» **TASK GOAL**: Which lines in the rows below contain the word "image"? Gather every such line, copied in full, with case counting as a difference.

» **MATERIAL TO PROCESS**:
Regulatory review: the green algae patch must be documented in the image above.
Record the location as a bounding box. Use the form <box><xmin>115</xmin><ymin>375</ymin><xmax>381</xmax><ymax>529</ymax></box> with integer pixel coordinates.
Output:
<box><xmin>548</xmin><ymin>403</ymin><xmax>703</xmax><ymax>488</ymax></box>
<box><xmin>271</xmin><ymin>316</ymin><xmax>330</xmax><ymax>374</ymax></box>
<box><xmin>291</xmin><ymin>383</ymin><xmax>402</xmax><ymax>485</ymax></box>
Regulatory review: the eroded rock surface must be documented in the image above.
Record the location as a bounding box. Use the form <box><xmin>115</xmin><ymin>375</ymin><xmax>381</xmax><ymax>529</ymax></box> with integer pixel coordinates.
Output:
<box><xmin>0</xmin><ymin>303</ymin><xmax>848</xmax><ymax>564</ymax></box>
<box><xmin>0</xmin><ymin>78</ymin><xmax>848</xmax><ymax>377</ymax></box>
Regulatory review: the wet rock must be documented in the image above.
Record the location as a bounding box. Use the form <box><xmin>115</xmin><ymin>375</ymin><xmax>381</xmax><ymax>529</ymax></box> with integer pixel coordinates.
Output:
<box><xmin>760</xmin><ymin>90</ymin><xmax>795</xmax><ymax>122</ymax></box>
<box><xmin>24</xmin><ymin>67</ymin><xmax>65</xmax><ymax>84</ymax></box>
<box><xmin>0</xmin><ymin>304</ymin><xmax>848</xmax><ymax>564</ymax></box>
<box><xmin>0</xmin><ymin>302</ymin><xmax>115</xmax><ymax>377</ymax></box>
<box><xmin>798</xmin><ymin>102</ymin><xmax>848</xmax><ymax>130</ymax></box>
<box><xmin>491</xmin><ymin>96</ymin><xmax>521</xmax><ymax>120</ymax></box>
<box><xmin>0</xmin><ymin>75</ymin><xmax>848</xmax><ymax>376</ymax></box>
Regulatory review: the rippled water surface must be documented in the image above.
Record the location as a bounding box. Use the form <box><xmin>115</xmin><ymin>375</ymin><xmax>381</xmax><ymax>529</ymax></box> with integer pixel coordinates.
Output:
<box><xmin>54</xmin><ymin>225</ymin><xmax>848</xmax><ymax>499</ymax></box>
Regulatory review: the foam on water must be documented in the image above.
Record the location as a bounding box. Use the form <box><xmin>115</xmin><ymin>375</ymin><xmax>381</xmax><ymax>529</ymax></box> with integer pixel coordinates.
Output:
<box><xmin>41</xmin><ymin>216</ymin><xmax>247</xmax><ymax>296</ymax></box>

» **ANSWER TO THE PROBLEM**:
Regulatory review: the green algae patch must be documented in the image above.
Regulatory review: the eroded rock surface must be documented in the image above.
Regulatory review: the wet rock must be documented in the image above.
Regulatory review: the rippled water surface must be documented in the image above.
Regulatory review: the foam on water must be documented in the image above.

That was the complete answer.